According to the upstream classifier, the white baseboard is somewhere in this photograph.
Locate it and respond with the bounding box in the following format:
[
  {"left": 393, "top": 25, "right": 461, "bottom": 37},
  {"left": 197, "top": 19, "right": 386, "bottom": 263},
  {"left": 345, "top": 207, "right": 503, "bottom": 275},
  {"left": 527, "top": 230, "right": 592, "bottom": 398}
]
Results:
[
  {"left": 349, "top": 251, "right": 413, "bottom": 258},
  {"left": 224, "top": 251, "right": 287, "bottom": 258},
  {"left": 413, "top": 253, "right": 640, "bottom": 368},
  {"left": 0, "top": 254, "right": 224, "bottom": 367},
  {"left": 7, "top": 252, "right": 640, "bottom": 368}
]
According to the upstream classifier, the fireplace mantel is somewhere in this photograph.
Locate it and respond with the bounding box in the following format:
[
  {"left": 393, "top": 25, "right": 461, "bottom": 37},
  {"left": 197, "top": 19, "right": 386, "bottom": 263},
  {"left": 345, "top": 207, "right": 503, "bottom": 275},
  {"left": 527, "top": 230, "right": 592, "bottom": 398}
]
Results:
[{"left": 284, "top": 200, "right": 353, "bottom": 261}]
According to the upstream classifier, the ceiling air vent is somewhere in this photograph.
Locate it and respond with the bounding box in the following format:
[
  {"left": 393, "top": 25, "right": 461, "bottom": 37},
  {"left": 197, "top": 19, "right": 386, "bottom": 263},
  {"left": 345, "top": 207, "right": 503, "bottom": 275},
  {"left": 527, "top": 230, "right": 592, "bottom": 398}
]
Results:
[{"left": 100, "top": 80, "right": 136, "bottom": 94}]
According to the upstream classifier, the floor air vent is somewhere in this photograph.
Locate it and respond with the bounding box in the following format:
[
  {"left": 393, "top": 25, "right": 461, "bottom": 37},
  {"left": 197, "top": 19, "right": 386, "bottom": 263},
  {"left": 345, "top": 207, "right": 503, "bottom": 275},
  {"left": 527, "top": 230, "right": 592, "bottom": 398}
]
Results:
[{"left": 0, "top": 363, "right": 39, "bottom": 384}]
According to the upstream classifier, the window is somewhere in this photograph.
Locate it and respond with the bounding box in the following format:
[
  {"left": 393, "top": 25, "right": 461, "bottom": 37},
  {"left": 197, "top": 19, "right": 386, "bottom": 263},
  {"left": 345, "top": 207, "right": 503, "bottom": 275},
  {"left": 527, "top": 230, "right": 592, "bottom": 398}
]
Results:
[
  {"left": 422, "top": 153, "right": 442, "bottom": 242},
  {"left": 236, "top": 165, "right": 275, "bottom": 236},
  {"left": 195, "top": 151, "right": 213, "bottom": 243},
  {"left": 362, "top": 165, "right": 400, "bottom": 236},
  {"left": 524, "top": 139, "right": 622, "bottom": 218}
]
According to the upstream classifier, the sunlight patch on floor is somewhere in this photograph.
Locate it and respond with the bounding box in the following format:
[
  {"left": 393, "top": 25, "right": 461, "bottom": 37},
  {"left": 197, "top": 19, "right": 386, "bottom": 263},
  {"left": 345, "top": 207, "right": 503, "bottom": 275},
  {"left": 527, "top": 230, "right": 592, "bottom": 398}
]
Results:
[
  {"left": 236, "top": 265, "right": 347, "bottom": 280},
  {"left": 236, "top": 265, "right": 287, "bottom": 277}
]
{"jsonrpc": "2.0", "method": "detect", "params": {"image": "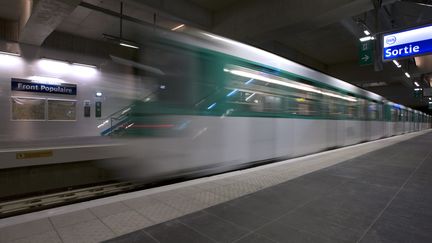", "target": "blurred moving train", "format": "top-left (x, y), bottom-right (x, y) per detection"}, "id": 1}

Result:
top-left (0, 26), bottom-right (431, 180)
top-left (98, 27), bottom-right (431, 178)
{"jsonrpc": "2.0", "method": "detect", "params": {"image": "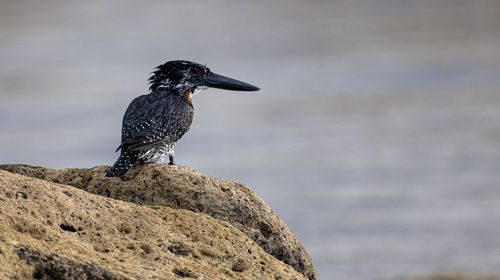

## WHAT THIS TASK INVOLVES
How many lines in the rows above contain the string "floor"? Reply with the number alone.

## TASK RESPONSE
2